**** GIVEN PASSAGE ****

EnergyInsights.net team

In early August when oil prices were $70 / bbl, we predicted to our website users that oil prices would be $125 / bbl by the end of 2008.

Oil prices today reached $92 / bbl. Oil prices have risen from $20 / bbl in 2001 to $92 / bbl today – which seems like a steep rise. But sorry, “you aint seen nothing yet” – we predict this is just the start of a massive oil price hike. Note we say hike rather than spike. We do not believe they will shoot up then come crashing back down again. We predict they will rise continuously on a see-saw upward trend. October is normally a period of low global oil demand – but when the northern hemisphere winter hits, do not be surprised to see $100 / bbl.

So why are oil prices rising? Simple – supply and demand. Demand is booming with the growth of China, India and other developing countries – each year this increased demand has been revised upwards since 2002. Meanwhile, supply has stagnated. The peak oil supply was October 2006 and we have not produced more since.

 

OPEC says there is plenty of oil in the system, but meanwhile US inventories took a sharp drop on 25th October 2007 – the early signs of a supply crunch. By October 2008, people wont be talking about a credit crunch or climate change, they’ll be talking about "Peak Oil" and an oil supply crunch.

Our unique analysis indicates that supply will plateau at current levels for the next 5 years – meanwhile demand is rising by 1.3 million barrels per day each year.

 

We believe there are a number of reasons why oil supply will not increase much further, if at all:

·         OPEC countries can barely produce any more – they expanded investment about two years ago and new capacity will only replace existing declines

·        Even if OPEC could produce more, there is no point creating an artificial supply spike only for levels to dramatically drop off – they probably believe it’s better to let demand rise and feed in reduced supplies – sending prices higher but also preserving stock for future years and generations.

·         Because oil is sold in US dollars and the US dollar has depreciated about 30% in the last year, much of the increase in the oil prices is driven by US currency weakness.

·         National oil companies and OPEC countries are reluctant to let in foreign investment from western or international oil companies – they see few benefits from such collaboration.

·         Banks are reluctant to lend money for large energy projects because lead times are so long with deep cash sinks, costs are escalating, project completion times are slipping, and skills and material shortages make delivering projects on time and budget very difficult.

****

*CHALLENGES*.
- a) Decide whether each statement below agrees with the oil price post. Answer yes or no to each, and quote the exact words of the post that decide it. (i) The post expects oil prices to shoot up and then fall sharply. (ii) The post gives October 2006 as the time of peak oil supply. (iii) The post says the US dollar lost about half its value in the last year.
- b) Reproduce the oil price post word for word, beginning at the words "So why are oil" and stopping after the words "oil supply crunch.".

**** SUPPLIED MATERIAL ****

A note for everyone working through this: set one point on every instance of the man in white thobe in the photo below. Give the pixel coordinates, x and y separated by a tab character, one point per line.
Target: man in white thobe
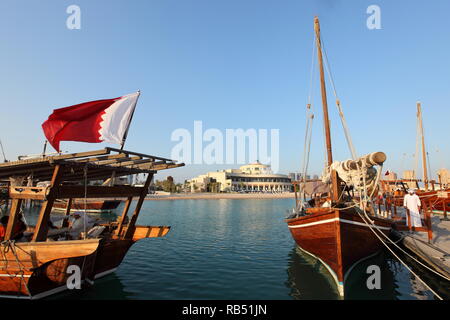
412	203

****

*RESPONSES TO THE EXERCISE*.
- a)
(i) No: "We do not believe they will shoot up then come crashing back down again."
(ii) Yes: "The peak oil supply was October 2006 and we have not produced more since."
(iii) No: "the US dollar has depreciated about 30% in the last year"

- b)
So why are oil prices rising? Simple – supply and demand. Demand is booming with the growth of China, India and other developing countries – each year this increased demand has been revised upwards since 2002. Meanwhile, supply has stagnated. The peak oil supply was October 2006 and we have not produced more since.

 

OPEC says there is plenty of oil in the system, but meanwhile US inventories took a sharp drop on 25th October 2007 – the early signs of a supply crunch. By October 2008, people wont be talking about a credit crunch or climate change, they’ll be talking about "Peak Oil" and an oil supply crunch.